From planning commission to council members the continued need to worship he who thinks he is “the selected for the impossible mission”, the buying in and supporting the Mayor as the hero is as pathetic as the Biden performance in the debate with Trump.
To claim there have been NO PRIOR noise complaints when El Segundo and Westcher residents cried out in response to the horrific vibrations closer neighbors have been forced to endure for several events is a complete lie. (Not much different from the LIE that residents voted for the Stadium).
How any resident can support and vote for those responsible for providing less service and at the same time increasing our taxes and fees is indeed a mystery.
Our once functional schools have been destroyed by former and current school board members more interested in titles than students. Now the actual school land and buildings are being bulldozed! GUESS WHO will have to pay for new buildings when the new condo owner/renters have children who need schools?

Data items:
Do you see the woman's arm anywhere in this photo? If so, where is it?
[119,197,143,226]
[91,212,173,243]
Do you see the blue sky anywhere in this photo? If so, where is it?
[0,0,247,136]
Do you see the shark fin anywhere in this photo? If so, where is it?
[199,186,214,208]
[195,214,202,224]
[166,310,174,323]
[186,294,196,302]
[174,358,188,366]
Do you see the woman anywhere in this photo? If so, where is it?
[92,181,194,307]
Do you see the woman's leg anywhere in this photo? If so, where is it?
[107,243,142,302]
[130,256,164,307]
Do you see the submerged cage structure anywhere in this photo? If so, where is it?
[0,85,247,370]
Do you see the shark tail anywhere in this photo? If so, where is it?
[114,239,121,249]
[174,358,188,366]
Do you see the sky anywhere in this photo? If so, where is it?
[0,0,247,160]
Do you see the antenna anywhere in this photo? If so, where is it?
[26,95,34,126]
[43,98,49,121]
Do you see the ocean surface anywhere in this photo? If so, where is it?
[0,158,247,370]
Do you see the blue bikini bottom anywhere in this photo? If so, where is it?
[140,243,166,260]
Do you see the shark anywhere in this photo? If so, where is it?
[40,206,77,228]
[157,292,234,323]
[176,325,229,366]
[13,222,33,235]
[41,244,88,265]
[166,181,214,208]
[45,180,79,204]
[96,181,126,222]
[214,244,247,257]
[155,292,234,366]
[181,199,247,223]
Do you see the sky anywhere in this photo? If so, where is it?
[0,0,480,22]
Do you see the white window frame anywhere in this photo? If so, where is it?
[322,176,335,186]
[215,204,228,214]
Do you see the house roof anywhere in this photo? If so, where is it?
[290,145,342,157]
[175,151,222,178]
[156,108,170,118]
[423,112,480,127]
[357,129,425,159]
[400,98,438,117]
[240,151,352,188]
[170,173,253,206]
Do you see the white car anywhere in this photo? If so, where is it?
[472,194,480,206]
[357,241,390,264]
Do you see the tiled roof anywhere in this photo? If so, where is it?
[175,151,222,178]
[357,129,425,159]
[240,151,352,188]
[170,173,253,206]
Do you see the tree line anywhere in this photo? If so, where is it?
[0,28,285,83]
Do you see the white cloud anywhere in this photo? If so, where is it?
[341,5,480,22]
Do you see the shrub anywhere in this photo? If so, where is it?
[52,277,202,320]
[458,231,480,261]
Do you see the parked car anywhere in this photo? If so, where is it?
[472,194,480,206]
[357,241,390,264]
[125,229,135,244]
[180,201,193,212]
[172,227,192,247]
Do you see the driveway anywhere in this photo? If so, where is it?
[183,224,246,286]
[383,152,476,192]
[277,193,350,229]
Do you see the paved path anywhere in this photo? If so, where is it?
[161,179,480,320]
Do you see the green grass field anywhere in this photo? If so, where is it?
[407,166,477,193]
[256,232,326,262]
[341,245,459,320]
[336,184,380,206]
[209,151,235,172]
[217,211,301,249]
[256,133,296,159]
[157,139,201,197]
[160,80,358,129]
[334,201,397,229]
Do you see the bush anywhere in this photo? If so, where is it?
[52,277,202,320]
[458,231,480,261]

...

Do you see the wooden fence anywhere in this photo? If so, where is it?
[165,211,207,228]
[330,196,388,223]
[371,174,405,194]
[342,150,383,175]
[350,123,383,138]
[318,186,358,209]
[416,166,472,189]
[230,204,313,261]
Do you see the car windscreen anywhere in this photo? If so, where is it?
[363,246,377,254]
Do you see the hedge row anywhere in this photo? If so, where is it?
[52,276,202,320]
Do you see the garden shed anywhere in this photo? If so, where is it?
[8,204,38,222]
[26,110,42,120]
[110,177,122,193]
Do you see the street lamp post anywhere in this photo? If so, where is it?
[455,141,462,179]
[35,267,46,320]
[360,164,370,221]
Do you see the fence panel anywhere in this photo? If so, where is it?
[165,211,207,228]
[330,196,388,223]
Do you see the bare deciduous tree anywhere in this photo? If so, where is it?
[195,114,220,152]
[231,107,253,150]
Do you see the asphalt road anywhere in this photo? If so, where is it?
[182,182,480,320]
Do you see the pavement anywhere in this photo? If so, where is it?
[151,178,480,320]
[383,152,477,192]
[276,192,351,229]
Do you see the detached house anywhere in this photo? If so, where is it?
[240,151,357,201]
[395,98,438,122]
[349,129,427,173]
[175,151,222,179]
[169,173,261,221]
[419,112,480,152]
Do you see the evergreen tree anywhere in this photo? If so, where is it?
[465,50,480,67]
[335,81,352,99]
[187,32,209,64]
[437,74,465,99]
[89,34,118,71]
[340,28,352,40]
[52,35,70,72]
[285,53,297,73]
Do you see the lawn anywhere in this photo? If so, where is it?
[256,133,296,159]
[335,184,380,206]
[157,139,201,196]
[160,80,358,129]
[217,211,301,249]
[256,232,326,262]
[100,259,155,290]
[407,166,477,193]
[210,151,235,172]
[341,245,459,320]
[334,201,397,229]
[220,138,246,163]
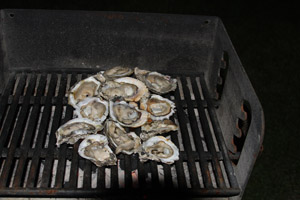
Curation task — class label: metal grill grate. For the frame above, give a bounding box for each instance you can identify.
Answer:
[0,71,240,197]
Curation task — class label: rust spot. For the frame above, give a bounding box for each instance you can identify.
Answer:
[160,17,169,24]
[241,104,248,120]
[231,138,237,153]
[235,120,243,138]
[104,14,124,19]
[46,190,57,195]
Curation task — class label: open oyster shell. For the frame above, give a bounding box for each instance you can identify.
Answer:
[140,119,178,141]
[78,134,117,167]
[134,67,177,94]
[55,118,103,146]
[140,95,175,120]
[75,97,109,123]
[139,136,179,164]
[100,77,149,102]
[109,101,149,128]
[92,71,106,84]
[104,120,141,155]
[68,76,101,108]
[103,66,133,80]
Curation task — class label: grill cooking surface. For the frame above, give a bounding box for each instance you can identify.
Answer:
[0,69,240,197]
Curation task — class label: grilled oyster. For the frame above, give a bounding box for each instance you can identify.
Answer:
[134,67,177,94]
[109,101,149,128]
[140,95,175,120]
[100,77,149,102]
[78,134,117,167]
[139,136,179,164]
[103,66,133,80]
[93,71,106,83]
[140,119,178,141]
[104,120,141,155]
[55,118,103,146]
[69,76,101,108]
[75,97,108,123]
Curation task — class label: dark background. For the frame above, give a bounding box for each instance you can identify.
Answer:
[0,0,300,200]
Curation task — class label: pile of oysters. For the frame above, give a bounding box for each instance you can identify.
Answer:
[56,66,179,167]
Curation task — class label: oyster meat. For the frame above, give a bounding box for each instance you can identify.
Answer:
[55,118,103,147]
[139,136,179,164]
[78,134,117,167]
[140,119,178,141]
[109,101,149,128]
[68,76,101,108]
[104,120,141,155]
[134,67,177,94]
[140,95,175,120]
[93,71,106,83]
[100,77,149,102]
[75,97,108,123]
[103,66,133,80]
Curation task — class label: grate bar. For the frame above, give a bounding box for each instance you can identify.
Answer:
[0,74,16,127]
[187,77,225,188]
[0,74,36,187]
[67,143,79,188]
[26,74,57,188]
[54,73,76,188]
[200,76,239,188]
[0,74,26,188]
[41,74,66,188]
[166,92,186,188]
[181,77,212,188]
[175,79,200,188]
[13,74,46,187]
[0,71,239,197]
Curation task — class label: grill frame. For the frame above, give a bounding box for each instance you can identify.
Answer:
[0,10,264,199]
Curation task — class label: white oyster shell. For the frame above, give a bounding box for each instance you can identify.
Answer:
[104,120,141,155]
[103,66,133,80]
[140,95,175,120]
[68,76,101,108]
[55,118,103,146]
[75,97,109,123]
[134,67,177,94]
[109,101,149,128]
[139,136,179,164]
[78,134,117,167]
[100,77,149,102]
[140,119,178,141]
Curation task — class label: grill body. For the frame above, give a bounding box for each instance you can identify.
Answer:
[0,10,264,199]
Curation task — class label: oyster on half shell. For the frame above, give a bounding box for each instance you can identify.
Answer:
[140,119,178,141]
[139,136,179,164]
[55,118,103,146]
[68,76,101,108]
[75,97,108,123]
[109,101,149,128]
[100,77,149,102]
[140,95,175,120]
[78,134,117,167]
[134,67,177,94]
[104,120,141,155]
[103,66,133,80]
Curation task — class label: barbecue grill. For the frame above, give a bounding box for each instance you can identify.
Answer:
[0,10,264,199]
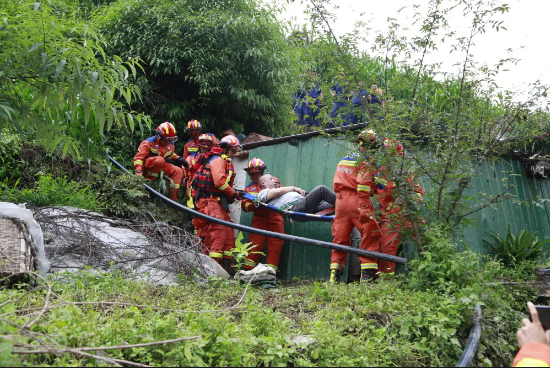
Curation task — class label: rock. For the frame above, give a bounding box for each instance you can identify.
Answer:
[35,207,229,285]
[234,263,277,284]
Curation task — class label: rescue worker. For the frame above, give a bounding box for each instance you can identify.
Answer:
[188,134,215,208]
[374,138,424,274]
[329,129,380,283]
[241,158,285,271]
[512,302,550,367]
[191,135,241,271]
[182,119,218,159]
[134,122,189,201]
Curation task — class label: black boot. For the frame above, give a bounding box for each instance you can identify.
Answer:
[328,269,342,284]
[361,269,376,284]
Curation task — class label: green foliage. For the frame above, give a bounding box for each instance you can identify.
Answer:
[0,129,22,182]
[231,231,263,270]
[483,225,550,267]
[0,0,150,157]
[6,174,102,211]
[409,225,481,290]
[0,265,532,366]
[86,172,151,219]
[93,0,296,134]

### YOUR GOAL
Extend the commentary criticizing local officials over noise complaints, taxes, and schools, picking up after its final sentence.

### RESULT BELOW
Here’s a clue- if the billionaires want us to pay for the transport system for their benefit…what are the chances they will pay for our children to get new school buildings?
Tired of fighting traffic, dealing with vibrations, sick of music blaring all night into our homes, and tried of parking restrictions?…all brought to us courtesy of Ballmer and Kroenke.
Let’s make certain to vote non-connected this November.
Re the complete articles mention of the mural–
all the art created will not mitigate the insults.
As for those enamored with slogan plastered in so many places around town – where is the tribute to those who built the “City of Champions” when that slogan was bestowed because of the 3 medal winnings Olympians from Inglewood during the 1932 Olympics.